DATA PROVIDED:
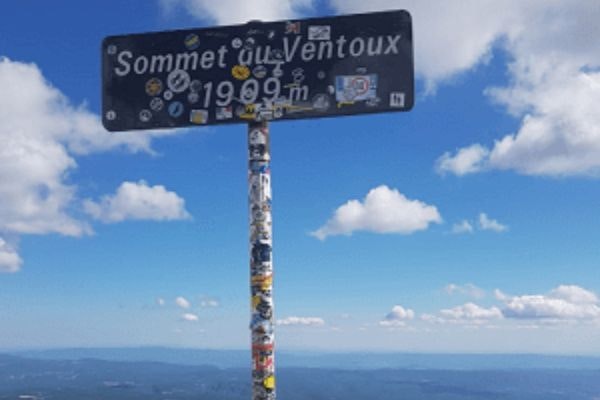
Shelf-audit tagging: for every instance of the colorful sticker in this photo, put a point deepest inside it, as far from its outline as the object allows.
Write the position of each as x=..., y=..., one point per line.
x=397, y=99
x=176, y=109
x=224, y=113
x=153, y=87
x=319, y=32
x=156, y=104
x=240, y=72
x=260, y=71
x=178, y=81
x=351, y=88
x=145, y=115
x=321, y=102
x=193, y=97
x=192, y=41
x=198, y=116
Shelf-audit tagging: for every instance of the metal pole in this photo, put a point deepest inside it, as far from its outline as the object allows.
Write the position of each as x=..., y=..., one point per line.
x=261, y=263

BRIEF:
Rewrite every line of the records above as a Markdown table with the columns Row and Text, numbering the lines in order and skipping any blank ones. Leave the pictures out of the table.

COMPLETE ANSWER:
| Row | Text |
|---|---|
| 1 | Shelf-audit tagging: for every instance of the colorful sticker in this photo, put a point deepest inside it, as far from its outline as the object allows. |
| 2 | Write the position of each as x=..., y=..., one point per line. |
| 3 | x=397, y=99 |
| 4 | x=176, y=109 |
| 5 | x=224, y=113 |
| 6 | x=153, y=87 |
| 7 | x=319, y=32 |
| 8 | x=156, y=104 |
| 9 | x=240, y=72 |
| 10 | x=260, y=71 |
| 11 | x=178, y=81 |
| 12 | x=351, y=88 |
| 13 | x=145, y=115 |
| 14 | x=321, y=102 |
| 15 | x=193, y=97 |
| 16 | x=192, y=41 |
| 17 | x=198, y=116 |
| 18 | Shelf-audit tagging: for every instance of the metal pole in this photo, put a point deepest inside it, as far from its outline as the object allows. |
| 19 | Write the position of each as x=..., y=..., one point per line. |
| 20 | x=261, y=263 |